REQUIRED WORK:
(A) In the excerpt on Swiss divorce law, why can't a self-employed person's income be recalculated by attorneys, forensic accountants, and the judge as in some U.S. states? Answer in one to three sentences.
(B) Repeat word for word the passage of the excerpt on Swiss divorce law that begins at the words "What about the" and stops after "additional undeclared income.".

DOCUMENT EXCERPT:
- Opening Delimiter -
Without a child, a marriage does not yield alimony until the 5-year mark is reached. "A short marriage is defined as 1 to 5 years," said Dr. Hüppi, "and a long marriage is 10 or more years." What are the implications of these time periods? "Normally, if you had a long marriage with children you’ll pay alimony until age 65. From a mid-length marriage you'd pay for 5-8 years or until the youngest child is 16 years old. From a short marriage there is no alimony, unless there is a child in which case alimony will be paid through age 16."
Does this create incentives to have a child just before filing a divorce lawsuit, especially when the marriage has been short? "Why not?" says Dr. Hüppi. How about the discrepancy between the financial rewards available to unmarried versus married mothers? The mother who had been in a short-term marriage gets 16 years of alimony in addition to child support. The unmarried mother gets only child support. "For the moment, the father [in an unmarried situation] has only to pay for the kid and not the mother," says Dr. Hüppi. "Parliament in Switzerland is discussing the question about whether to give support to unmarried mothers. Perhaps it will change in 2-3 years."
How about property division? Can you marry someone who earned and saved money before the marriage and then get a share of that money via a divorce lawsuit (as would be typical in Wisconsin, Massachusetts, and many other U.S. states)? "No," says Dr. Hüppi. "Everything that you have before marriage is yours for your whole life. The court divides savings accumulated during the marriage." What's "the marriage"? Is it from the wedding day until the lawsuit is filed or does it include the two-year minimum separation period plus any additional litigation time? "It includes the separation and litigation time," says Dr. Hüppi. "There are people who are specialists in having long proceedings."
What about the additional litigation that U.S. states impose on the self-employed, in which their income is recalculated by attorneys, forensic accountants, and the judge at a cost that may exceed hundreds of thousands of dollars in fees? Dr. Hüppi says that is not possible in Switzerland where tax return data are used for expenses and depreciation, though it is possible to litigate the question of whether or not a person has additional undeclared income.
- Closing Delimiter -
RECORD SET:
- Opening Delimiter -
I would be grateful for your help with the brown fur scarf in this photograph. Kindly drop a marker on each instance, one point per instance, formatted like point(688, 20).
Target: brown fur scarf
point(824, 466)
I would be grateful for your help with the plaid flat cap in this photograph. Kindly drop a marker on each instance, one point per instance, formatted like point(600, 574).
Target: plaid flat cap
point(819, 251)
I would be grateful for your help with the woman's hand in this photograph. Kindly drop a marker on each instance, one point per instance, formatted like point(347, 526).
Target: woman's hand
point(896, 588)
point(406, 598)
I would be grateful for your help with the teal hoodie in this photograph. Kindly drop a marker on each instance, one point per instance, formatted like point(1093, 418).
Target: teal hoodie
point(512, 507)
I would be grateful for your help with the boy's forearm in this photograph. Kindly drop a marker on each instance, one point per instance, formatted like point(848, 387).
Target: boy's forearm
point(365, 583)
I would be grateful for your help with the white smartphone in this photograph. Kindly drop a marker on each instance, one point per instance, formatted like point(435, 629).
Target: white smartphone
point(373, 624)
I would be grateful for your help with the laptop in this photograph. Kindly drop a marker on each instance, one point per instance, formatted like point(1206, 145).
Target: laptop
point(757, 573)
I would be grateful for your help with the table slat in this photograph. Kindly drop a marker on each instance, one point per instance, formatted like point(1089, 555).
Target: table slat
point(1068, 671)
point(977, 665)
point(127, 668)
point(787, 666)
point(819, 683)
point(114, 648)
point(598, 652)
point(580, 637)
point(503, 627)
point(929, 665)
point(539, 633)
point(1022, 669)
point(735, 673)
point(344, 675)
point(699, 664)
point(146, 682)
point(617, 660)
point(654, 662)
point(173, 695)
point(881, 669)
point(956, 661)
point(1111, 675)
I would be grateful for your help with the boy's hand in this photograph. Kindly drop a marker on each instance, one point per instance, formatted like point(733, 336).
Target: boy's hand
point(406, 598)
- Closing Delimiter -
ANSWERS TO THE EXERCISES:
(A) Dr. Hüppi says this is not possible in Switzerland because tax return data are used for expenses and depreciation. It is still possible to litigate whether a person has additional undeclared income.

(B)
What about the additional litigation that U.S. states impose on the self-employed, in which their income is recalculated by attorneys, forensic accountants, and the judge at a cost that may exceed hundreds of thousands of dollars in fees? Dr. Hüppi says that is not possible in Switzerland where tax return data are used for expenses and depreciation, though it is possible to litigate the question of whether or not a person has additional undeclared income.